WORKING DATA:
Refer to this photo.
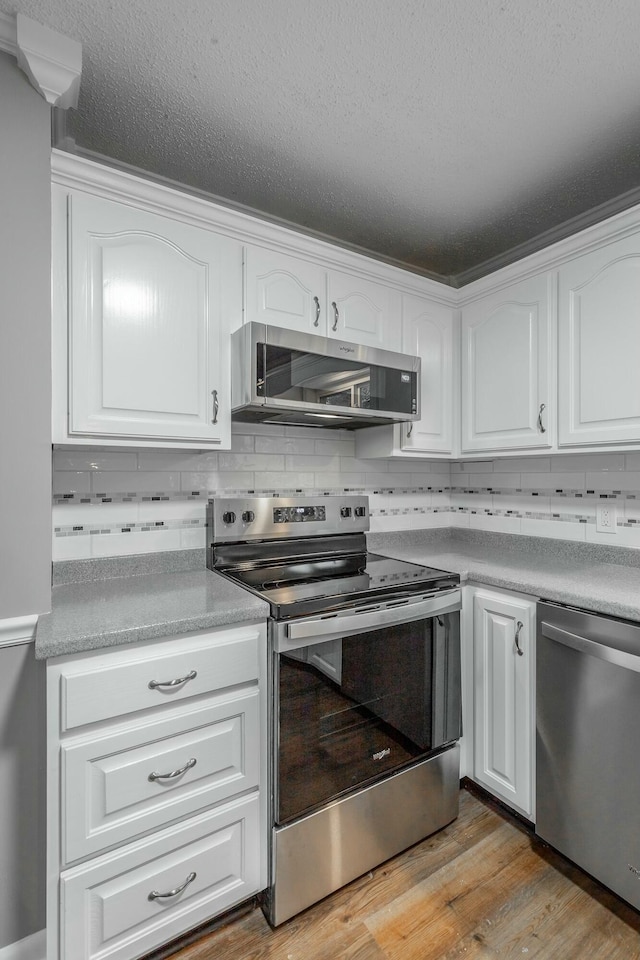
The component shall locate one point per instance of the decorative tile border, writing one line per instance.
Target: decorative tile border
(89, 529)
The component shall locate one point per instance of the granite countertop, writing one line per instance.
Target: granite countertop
(123, 609)
(604, 579)
(123, 600)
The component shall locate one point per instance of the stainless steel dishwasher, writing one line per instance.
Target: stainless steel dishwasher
(588, 743)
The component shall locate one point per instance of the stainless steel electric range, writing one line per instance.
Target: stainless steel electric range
(364, 688)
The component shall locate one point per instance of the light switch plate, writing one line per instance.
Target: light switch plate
(606, 517)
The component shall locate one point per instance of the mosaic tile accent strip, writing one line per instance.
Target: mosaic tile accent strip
(88, 529)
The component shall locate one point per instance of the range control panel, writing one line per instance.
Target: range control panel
(235, 519)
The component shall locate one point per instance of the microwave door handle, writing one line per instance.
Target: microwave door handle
(360, 621)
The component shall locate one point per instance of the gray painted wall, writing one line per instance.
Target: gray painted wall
(25, 346)
(22, 794)
(25, 490)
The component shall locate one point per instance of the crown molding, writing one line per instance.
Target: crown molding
(125, 184)
(564, 231)
(17, 630)
(51, 61)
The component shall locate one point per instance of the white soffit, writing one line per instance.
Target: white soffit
(52, 62)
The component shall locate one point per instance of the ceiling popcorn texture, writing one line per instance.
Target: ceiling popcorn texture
(436, 134)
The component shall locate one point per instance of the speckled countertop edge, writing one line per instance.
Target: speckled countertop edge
(110, 602)
(90, 615)
(599, 578)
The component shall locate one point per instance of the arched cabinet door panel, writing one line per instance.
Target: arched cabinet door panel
(149, 315)
(599, 346)
(504, 713)
(507, 341)
(362, 311)
(284, 291)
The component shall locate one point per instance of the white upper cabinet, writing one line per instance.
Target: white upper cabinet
(363, 312)
(302, 295)
(507, 360)
(427, 332)
(430, 330)
(599, 345)
(284, 291)
(150, 301)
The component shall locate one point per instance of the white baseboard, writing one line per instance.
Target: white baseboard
(31, 948)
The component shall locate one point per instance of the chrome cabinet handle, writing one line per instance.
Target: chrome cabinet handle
(154, 895)
(541, 427)
(174, 773)
(155, 684)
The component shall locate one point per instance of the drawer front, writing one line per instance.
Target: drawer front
(106, 909)
(127, 680)
(108, 796)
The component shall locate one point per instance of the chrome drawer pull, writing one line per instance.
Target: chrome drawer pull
(154, 895)
(541, 427)
(174, 773)
(155, 684)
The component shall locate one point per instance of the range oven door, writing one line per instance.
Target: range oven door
(358, 696)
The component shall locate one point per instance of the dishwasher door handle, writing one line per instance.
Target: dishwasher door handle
(620, 658)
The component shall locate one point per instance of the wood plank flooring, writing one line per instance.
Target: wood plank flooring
(482, 888)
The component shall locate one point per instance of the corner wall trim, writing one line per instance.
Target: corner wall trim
(31, 948)
(9, 44)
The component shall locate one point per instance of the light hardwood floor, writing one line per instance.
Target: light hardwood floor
(484, 887)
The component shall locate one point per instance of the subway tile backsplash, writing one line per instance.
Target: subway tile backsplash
(110, 503)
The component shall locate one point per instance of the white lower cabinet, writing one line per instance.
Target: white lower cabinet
(125, 904)
(156, 790)
(500, 639)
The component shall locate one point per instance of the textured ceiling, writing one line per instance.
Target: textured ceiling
(438, 133)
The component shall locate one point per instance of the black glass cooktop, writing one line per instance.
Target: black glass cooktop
(308, 585)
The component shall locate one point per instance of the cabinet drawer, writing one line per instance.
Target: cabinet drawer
(126, 680)
(105, 907)
(108, 796)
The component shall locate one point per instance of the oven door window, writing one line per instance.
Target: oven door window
(353, 709)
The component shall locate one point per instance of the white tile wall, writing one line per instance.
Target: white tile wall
(108, 503)
(122, 502)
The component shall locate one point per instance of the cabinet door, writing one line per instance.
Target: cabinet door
(599, 346)
(148, 325)
(364, 312)
(503, 637)
(284, 291)
(506, 363)
(427, 332)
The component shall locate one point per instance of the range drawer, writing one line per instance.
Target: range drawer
(109, 908)
(128, 782)
(126, 680)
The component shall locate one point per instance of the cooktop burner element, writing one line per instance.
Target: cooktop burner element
(308, 555)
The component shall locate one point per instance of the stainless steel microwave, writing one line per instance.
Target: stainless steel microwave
(285, 377)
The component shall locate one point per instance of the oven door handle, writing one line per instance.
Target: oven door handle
(359, 621)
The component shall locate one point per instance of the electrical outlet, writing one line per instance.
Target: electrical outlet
(606, 518)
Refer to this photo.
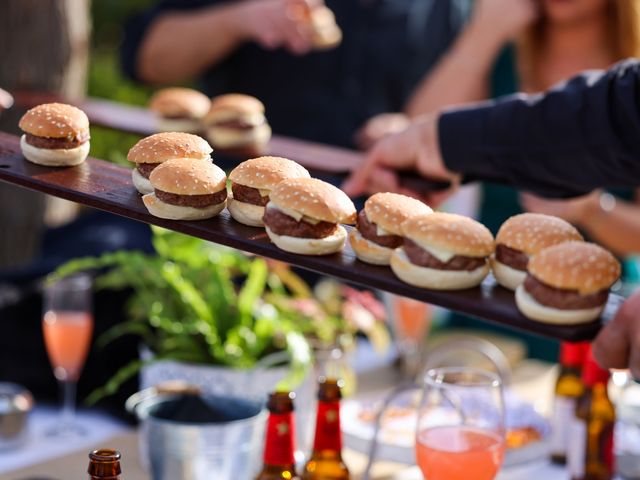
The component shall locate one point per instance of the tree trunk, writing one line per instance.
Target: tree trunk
(45, 48)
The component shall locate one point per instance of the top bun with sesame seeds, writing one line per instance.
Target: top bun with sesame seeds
(55, 135)
(521, 237)
(568, 283)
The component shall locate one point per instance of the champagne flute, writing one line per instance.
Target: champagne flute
(460, 425)
(67, 325)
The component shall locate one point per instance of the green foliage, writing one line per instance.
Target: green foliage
(196, 302)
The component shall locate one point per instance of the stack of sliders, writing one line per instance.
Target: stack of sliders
(151, 151)
(236, 123)
(443, 251)
(304, 216)
(55, 135)
(179, 109)
(379, 230)
(521, 237)
(252, 182)
(568, 284)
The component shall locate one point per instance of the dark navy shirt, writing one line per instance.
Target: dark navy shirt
(388, 46)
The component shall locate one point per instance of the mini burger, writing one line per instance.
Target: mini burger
(325, 33)
(237, 122)
(55, 135)
(303, 216)
(179, 109)
(151, 151)
(443, 251)
(187, 189)
(521, 237)
(252, 182)
(568, 284)
(378, 232)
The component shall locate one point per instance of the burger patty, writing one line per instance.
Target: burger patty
(145, 169)
(56, 143)
(512, 257)
(419, 256)
(282, 224)
(369, 231)
(195, 201)
(563, 299)
(251, 195)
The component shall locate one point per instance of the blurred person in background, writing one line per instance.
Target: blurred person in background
(258, 47)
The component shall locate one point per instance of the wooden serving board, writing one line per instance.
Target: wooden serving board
(108, 187)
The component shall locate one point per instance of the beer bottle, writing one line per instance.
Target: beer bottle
(104, 464)
(569, 389)
(590, 451)
(326, 459)
(279, 462)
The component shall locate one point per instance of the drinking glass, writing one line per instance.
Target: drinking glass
(67, 325)
(460, 432)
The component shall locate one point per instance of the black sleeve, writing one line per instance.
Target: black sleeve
(136, 29)
(583, 134)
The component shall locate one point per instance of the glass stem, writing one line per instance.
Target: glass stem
(68, 391)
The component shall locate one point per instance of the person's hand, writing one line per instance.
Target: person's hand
(618, 344)
(574, 211)
(504, 19)
(379, 127)
(274, 24)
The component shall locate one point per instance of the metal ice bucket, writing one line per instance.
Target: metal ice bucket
(223, 448)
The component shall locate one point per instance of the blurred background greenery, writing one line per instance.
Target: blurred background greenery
(106, 79)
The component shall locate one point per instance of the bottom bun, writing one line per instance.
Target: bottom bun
(225, 137)
(52, 157)
(368, 251)
(433, 278)
(245, 213)
(507, 276)
(188, 125)
(534, 310)
(142, 184)
(310, 246)
(160, 209)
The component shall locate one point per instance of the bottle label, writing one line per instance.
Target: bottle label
(279, 448)
(328, 433)
(577, 448)
(563, 414)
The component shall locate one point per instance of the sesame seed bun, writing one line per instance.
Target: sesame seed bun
(368, 251)
(188, 176)
(63, 157)
(182, 103)
(265, 173)
(534, 310)
(315, 199)
(432, 278)
(161, 209)
(169, 145)
(449, 232)
(390, 210)
(310, 246)
(581, 266)
(532, 232)
(55, 120)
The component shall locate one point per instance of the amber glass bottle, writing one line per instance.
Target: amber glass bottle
(326, 460)
(279, 462)
(569, 389)
(590, 452)
(104, 464)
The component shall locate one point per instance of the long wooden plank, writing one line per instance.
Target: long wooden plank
(108, 187)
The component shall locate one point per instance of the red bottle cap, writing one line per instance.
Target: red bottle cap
(573, 354)
(592, 373)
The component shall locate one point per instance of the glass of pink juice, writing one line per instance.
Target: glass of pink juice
(67, 326)
(460, 425)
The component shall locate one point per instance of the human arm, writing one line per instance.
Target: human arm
(463, 74)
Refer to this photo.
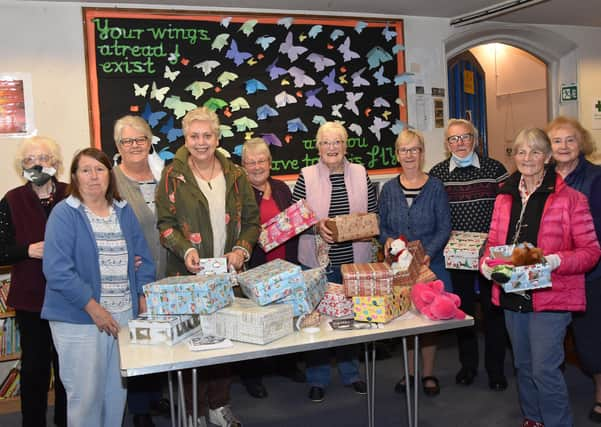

WORK REQUIRED:
Of the lines above, output exactly those from the line bearing "Target: top bun with sesame seeds" through the line bearing "The component shall locate one point per instance of the stack", inclusive.

RESULT FOR THIS TASK:
Target: top bun with sesame seeds
(55, 135)
(521, 237)
(568, 283)
The component shall locate one point per instance of the champagne flute, writing one line per instance.
Target: champagne flute
(460, 425)
(67, 325)
The component shall locate one point per instance of the green foliage, writing one line per instance.
Target: green foliage
(196, 302)
The component shall locate one point per instance of the stack of sliders, writing one line per instance.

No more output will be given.